* EXERCISE DIRECTIONS *
Beginning with the line that contains "Q: Locate the wooden", output each line below exactly through the last one, both included, and nothing else.

(STORED DATA Opens)

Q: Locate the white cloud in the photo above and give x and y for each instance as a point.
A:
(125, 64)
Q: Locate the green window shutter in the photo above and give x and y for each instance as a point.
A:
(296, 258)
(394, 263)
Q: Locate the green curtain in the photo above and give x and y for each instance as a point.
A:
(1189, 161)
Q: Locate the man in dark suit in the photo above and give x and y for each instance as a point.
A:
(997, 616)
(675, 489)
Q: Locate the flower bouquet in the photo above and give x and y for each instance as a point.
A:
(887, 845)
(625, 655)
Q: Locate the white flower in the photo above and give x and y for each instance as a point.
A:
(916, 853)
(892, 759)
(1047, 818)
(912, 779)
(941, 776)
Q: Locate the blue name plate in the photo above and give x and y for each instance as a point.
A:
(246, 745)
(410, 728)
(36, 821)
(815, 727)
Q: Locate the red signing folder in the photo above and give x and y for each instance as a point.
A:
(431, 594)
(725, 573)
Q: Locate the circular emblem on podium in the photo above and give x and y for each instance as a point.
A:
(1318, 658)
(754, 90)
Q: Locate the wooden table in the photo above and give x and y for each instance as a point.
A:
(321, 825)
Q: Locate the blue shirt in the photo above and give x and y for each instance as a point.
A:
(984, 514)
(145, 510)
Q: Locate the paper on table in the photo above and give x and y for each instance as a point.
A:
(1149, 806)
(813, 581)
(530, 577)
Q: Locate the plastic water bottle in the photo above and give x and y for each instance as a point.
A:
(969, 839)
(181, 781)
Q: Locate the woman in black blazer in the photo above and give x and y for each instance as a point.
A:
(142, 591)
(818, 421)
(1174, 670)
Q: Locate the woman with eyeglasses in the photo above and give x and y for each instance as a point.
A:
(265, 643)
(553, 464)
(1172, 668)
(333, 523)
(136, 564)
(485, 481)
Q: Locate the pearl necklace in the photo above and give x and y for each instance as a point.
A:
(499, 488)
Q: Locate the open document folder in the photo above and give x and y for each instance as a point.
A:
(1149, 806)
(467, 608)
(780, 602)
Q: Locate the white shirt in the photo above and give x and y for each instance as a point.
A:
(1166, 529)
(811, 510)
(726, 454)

(STORED DATA Closes)

* WRITTEN ANSWER *
Q: Locate the wooden table in the photo above and give x and y for each instance as a point.
A:
(321, 825)
Q: Locate the blue shirt in the photo above and give x and y for each instance as a point.
A:
(984, 514)
(145, 510)
Q: Locate the paper on table in the photo above and give x and y for each instance as a point.
A:
(1149, 806)
(813, 581)
(530, 577)
Q: Locate the plastic water bottle in the photo above and give x and y for each instance as a point.
A:
(969, 839)
(181, 781)
Q: Locate the woman in black blazer in the photo above and give x and y for each instance as a point.
A:
(142, 591)
(818, 421)
(1174, 670)
Q: Locate the woman with eyeglasses in the photo above and give x and y for each instance as a point.
A:
(265, 643)
(553, 464)
(1172, 668)
(333, 523)
(136, 564)
(485, 481)
Q: Locate the pearl necklace in the photo above and give x and y for each instance as a point.
A:
(499, 488)
Q: Locate the open document folder in the photo above and give x and y for each instance as a point.
A:
(1149, 806)
(467, 608)
(780, 602)
Q: Locate the white shirt in the photo above and give x and y for each instance as a point.
A:
(1166, 529)
(811, 510)
(726, 454)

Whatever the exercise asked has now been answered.